Work to be completed.
Please copy out the rows word for word, starting at the line that contains "of the garden" and ending at the last line of the rows.

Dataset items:
● ● ● ●

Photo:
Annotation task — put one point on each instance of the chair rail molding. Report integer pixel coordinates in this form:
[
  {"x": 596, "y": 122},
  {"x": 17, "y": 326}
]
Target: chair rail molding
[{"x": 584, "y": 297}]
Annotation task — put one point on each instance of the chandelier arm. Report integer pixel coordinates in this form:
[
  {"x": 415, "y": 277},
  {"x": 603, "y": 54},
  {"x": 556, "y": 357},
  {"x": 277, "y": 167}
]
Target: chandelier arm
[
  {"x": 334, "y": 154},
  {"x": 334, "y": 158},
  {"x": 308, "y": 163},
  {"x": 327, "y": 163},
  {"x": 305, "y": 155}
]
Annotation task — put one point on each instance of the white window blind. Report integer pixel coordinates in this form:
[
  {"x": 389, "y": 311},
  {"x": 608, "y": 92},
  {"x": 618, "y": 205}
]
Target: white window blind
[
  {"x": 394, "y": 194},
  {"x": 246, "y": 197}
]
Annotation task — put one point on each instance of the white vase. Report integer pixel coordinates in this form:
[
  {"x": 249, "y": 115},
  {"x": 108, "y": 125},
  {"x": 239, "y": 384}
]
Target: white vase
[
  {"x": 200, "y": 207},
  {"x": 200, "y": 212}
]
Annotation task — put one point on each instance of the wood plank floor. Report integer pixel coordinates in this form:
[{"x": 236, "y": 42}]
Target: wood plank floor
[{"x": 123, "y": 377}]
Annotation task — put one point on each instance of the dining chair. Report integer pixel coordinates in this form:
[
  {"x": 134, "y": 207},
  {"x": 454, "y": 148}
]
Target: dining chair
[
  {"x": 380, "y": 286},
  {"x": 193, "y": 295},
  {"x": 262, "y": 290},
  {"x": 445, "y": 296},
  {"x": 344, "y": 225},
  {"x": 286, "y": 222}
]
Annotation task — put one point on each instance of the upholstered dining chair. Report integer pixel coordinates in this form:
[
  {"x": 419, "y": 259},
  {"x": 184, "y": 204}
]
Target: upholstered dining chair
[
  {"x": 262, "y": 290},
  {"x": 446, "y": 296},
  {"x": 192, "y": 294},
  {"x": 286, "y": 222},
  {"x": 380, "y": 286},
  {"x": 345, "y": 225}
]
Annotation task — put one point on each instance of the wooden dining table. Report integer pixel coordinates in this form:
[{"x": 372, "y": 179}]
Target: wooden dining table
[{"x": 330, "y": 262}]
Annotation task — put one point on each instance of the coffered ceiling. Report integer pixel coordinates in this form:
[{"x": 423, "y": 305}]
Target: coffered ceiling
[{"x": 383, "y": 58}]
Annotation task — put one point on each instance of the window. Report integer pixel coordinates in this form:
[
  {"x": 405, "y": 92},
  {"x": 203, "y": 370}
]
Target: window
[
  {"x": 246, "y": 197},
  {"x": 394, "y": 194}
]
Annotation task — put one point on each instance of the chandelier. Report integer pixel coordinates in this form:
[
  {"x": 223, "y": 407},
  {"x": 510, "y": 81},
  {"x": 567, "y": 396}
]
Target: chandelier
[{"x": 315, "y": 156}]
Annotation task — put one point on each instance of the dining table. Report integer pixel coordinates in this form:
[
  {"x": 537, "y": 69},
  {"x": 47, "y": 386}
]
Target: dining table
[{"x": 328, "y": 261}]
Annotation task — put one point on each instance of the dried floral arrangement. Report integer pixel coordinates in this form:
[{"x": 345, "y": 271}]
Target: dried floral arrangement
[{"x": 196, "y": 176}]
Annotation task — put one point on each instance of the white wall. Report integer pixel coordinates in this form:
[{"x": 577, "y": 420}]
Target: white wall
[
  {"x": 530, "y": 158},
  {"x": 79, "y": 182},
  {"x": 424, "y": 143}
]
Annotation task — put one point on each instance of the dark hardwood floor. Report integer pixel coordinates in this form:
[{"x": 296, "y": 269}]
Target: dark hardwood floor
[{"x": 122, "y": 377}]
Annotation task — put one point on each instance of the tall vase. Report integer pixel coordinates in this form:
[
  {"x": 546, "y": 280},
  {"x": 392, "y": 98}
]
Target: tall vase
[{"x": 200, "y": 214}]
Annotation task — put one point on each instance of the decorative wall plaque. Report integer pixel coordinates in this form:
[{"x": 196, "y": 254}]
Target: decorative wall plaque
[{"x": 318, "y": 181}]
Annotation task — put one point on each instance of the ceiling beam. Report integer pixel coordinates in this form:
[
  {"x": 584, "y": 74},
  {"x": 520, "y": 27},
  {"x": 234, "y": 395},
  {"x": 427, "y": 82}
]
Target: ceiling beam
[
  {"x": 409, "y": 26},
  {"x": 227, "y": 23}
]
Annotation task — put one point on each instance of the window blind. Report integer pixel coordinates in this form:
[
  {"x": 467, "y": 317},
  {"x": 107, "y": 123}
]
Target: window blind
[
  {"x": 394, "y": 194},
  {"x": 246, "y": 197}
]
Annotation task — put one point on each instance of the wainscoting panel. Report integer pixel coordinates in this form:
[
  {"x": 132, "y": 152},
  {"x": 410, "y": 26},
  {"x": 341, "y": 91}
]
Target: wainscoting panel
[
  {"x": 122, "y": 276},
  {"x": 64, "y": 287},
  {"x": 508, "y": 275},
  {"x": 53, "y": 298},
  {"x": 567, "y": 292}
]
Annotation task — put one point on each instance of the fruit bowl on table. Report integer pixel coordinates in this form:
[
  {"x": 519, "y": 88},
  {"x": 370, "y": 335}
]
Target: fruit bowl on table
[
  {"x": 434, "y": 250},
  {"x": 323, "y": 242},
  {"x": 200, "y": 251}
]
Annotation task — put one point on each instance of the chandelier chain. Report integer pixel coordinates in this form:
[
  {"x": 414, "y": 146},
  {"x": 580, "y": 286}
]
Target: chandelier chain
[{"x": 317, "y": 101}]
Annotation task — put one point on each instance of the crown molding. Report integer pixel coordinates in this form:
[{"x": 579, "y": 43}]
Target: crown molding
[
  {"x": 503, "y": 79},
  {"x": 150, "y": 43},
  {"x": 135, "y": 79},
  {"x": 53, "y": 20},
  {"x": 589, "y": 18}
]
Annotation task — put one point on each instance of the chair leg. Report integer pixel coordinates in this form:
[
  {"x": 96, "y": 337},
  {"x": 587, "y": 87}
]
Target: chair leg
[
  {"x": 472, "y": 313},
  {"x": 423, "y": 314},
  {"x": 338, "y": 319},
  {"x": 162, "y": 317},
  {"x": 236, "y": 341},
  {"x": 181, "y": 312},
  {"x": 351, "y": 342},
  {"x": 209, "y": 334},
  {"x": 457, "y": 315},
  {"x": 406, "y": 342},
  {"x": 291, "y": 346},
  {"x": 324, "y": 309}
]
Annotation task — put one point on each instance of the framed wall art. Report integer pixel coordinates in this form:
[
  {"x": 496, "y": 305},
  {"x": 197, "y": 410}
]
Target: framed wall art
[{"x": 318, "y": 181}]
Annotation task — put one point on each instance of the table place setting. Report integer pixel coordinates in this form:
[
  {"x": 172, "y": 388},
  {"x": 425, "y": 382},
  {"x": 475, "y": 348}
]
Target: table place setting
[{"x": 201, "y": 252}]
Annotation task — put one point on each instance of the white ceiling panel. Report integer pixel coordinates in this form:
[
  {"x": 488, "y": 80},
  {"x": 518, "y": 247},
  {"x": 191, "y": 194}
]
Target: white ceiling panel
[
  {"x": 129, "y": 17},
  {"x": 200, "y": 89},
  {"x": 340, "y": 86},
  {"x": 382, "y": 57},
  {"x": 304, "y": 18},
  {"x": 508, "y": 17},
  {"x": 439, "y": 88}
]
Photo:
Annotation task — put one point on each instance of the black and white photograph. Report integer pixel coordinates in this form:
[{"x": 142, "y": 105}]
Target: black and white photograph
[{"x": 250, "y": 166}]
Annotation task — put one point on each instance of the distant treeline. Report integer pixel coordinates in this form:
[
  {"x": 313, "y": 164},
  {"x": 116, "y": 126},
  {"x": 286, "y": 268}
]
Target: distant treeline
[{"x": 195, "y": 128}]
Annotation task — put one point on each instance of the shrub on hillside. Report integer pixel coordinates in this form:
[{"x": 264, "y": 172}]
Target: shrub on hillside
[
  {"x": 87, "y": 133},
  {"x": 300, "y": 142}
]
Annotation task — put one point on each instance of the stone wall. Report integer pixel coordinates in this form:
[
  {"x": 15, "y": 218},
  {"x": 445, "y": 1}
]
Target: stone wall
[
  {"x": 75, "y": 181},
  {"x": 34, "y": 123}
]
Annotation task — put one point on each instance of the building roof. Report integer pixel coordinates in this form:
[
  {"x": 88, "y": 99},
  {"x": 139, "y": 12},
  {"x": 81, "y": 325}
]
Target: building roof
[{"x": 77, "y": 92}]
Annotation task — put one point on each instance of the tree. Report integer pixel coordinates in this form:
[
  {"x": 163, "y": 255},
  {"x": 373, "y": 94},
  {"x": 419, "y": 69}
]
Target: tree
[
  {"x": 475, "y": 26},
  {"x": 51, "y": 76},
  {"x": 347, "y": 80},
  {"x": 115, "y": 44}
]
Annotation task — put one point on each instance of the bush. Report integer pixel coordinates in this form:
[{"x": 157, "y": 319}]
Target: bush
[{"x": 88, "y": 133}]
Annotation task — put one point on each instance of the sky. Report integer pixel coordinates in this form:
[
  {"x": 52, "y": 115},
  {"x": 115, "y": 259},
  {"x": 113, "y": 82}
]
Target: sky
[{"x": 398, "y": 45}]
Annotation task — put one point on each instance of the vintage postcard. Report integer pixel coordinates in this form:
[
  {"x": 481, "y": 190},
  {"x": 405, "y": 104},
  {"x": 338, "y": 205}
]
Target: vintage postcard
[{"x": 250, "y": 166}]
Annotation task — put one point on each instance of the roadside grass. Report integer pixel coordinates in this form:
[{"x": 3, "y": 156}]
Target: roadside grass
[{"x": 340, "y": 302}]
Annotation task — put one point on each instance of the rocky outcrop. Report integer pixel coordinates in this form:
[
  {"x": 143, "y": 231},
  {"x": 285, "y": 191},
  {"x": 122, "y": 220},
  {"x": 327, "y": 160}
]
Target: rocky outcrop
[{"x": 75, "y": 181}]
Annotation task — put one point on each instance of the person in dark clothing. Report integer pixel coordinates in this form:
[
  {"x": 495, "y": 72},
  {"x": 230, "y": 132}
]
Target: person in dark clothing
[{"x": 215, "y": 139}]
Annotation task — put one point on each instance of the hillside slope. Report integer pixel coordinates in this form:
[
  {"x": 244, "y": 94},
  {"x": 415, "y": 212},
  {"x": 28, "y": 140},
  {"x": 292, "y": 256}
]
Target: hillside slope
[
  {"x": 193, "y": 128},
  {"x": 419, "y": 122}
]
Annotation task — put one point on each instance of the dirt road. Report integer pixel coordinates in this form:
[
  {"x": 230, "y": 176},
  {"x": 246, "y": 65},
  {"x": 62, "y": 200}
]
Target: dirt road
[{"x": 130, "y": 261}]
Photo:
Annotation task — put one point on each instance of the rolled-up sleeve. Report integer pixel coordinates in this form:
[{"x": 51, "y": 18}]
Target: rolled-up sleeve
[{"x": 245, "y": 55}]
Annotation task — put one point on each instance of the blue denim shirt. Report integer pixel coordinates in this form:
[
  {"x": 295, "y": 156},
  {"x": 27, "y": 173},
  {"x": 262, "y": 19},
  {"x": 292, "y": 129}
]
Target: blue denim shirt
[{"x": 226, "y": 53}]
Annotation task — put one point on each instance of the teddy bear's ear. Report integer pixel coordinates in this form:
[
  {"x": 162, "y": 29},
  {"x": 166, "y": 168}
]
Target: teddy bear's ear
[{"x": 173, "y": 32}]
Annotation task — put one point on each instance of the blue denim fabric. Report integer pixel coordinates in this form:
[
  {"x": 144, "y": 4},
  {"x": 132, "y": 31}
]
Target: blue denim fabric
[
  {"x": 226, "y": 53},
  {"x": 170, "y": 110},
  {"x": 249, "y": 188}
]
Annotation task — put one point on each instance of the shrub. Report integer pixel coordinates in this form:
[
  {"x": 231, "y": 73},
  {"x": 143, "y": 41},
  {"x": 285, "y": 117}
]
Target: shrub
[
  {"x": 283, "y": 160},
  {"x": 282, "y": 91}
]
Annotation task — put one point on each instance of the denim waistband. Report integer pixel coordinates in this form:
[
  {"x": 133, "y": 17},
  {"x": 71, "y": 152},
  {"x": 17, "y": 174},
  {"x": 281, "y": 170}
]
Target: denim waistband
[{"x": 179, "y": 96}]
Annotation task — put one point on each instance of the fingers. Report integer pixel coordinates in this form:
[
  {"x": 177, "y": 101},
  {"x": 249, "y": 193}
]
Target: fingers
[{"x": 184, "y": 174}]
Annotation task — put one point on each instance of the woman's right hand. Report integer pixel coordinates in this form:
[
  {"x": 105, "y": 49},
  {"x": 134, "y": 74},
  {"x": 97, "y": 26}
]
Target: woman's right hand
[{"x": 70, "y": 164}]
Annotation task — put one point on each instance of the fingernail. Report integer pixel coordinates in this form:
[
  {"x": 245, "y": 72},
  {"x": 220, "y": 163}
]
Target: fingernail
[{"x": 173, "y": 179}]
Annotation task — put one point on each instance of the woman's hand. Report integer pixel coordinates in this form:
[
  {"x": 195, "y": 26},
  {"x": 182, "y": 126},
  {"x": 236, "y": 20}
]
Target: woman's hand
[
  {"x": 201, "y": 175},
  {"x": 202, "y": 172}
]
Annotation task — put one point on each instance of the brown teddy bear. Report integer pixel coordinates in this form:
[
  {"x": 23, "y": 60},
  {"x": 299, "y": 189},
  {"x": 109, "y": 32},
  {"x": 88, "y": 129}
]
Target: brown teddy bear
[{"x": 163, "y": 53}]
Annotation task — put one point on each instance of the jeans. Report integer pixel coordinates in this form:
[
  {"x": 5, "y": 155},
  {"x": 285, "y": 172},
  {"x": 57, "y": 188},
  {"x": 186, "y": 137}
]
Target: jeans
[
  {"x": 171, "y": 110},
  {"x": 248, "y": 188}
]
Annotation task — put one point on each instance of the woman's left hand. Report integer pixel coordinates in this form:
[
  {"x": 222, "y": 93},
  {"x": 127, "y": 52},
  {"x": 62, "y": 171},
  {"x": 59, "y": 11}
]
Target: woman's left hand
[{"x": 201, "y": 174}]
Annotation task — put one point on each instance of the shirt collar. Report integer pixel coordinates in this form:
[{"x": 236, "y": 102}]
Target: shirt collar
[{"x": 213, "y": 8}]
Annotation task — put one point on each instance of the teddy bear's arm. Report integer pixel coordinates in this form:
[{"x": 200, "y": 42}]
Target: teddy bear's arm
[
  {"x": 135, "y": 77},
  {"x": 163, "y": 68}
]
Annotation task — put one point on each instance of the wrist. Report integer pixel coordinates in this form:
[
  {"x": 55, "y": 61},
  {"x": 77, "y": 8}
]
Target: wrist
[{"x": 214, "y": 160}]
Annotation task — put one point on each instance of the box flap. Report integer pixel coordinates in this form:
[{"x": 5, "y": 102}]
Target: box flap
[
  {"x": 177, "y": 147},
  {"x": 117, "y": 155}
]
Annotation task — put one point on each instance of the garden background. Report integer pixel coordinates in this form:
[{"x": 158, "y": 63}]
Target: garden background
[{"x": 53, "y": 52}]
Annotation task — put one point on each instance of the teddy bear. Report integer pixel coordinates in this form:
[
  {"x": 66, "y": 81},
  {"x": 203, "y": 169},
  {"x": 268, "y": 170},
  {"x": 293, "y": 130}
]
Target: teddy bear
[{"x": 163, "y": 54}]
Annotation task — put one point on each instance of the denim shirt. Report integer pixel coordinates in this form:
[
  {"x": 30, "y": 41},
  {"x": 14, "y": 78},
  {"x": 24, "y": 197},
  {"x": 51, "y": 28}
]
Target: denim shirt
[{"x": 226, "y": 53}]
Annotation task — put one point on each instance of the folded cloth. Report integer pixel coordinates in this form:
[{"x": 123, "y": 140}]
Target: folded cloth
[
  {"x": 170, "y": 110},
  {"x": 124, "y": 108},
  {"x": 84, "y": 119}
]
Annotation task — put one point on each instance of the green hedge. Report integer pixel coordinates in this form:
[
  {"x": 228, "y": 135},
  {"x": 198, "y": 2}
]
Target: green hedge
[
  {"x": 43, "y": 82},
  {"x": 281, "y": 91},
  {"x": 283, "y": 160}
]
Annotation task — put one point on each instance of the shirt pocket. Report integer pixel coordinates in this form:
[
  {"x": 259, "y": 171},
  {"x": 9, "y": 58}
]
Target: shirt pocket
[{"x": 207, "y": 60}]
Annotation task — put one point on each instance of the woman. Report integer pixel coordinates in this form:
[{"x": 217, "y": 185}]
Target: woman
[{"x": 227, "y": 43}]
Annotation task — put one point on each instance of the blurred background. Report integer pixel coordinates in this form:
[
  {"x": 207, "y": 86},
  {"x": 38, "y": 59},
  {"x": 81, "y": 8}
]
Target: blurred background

● ● ● ●

Full output.
Annotation task — put one point on each instance of the garden background. Report integer pixel coordinates in this form:
[{"x": 158, "y": 63}]
Target: garden background
[{"x": 53, "y": 52}]
Annotation task — put one point on each instance of the teddy bear. Report integer pixel coordinates in this form:
[
  {"x": 66, "y": 81},
  {"x": 203, "y": 169},
  {"x": 268, "y": 170},
  {"x": 293, "y": 130}
]
Target: teddy bear
[{"x": 163, "y": 54}]
Annotation task — put one point on each instance of the denim shirt. Report integer pixel coordinates in this form:
[
  {"x": 30, "y": 41},
  {"x": 14, "y": 78},
  {"x": 24, "y": 197},
  {"x": 51, "y": 28}
]
Target: denim shirt
[{"x": 226, "y": 53}]
Annotation task — put one point on each instance of the folded cloth. Report integer pixel coordinates in this form:
[{"x": 123, "y": 140}]
Target: folded cloth
[
  {"x": 170, "y": 110},
  {"x": 124, "y": 108},
  {"x": 84, "y": 119}
]
Annotation task — put one point on each instance of the green hedge. Report integer pixel coordinates in this form:
[
  {"x": 228, "y": 135},
  {"x": 198, "y": 2}
]
Target: green hedge
[
  {"x": 43, "y": 82},
  {"x": 281, "y": 91},
  {"x": 283, "y": 160}
]
Annotation task — put one point on each instance of the shirt pocket. Report integer pixel coordinates in this form:
[
  {"x": 259, "y": 171},
  {"x": 9, "y": 58}
]
Target: shirt pocket
[{"x": 207, "y": 60}]
Annotation task — put one point on each instance of the woman. Report integer pixel coordinates in this form:
[{"x": 217, "y": 185}]
Target: woman
[{"x": 227, "y": 43}]
Annotation task — put one point on each instance of the blurred background. Report integer pixel coordinates in this form:
[
  {"x": 207, "y": 86},
  {"x": 38, "y": 59},
  {"x": 81, "y": 8}
]
Target: blurred background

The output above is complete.